* _WORK REQUEST_
Print the entries underneath word for word, omitting whatever pictures they contain.

(DATA IN THIS EXERCISE Opens)

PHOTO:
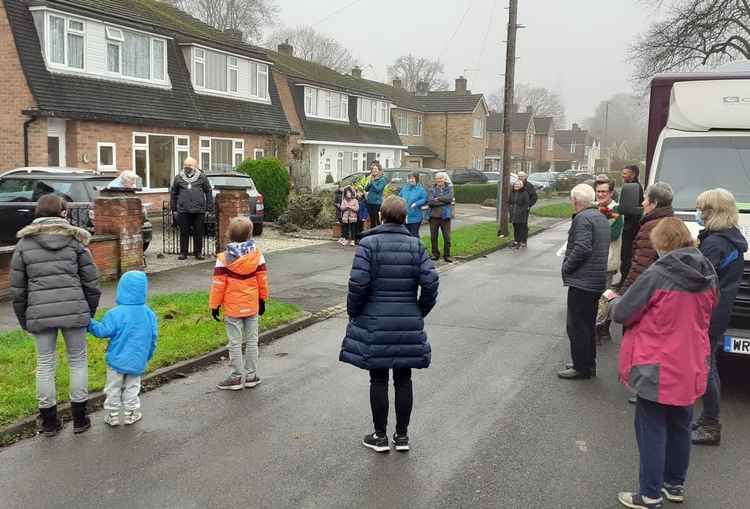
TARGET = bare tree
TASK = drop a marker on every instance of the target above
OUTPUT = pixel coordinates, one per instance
(309, 44)
(248, 16)
(543, 101)
(411, 70)
(691, 34)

(DATA IN THIS EXERCISE Closes)

* _ANSWER SPACE_
PHOTO:
TARGET = bare tree
TASK = drop a marker on every instance of the target above
OUTPUT = pixel coordinates, one per instance
(309, 44)
(248, 16)
(543, 101)
(411, 70)
(691, 34)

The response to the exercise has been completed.